▽

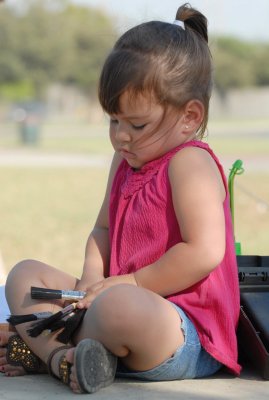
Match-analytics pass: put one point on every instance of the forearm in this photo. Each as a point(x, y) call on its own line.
point(96, 263)
point(179, 268)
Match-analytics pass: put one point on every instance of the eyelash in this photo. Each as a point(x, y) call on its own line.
point(137, 128)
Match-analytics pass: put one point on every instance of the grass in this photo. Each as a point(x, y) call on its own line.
point(47, 213)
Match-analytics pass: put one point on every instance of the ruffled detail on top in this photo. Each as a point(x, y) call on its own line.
point(136, 179)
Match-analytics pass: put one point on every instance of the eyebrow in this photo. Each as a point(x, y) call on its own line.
point(133, 116)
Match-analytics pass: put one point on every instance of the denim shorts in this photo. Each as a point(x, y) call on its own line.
point(189, 361)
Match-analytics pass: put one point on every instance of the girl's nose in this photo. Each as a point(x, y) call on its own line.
point(121, 134)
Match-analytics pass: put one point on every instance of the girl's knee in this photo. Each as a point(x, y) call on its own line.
point(114, 308)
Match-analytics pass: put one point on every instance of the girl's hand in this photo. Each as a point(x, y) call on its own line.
point(102, 285)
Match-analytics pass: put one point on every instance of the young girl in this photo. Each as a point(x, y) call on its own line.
point(160, 269)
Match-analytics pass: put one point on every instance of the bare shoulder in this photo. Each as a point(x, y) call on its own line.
point(194, 164)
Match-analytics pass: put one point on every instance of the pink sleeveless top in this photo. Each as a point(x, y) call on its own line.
point(143, 226)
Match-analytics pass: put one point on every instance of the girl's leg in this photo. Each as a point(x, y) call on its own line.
point(7, 369)
point(34, 273)
point(133, 323)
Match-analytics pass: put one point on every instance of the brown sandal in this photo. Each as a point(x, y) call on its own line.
point(64, 366)
point(19, 354)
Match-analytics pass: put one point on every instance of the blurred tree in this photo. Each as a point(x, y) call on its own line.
point(53, 41)
point(239, 63)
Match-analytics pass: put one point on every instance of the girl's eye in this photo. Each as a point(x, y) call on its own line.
point(139, 127)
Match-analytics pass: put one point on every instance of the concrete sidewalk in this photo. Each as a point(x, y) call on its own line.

△

▶ _REQUIRED TASK_
Repeat the data from the line containing "the girl's eye" through the end, both included, with the requests kept as they are. Offset every point coordinate in the answers by -42.

▶ _RIGHT ANSWER_
Match-analytics pass: put one point on every instance of the girl's eye in this photo. Each as a point(x, y) call on its own line.
point(97, 85)
Match-analytics pass: put one point on every instance of the concrete sidewalk in this photo. Each as a point(x, y) call on its own line.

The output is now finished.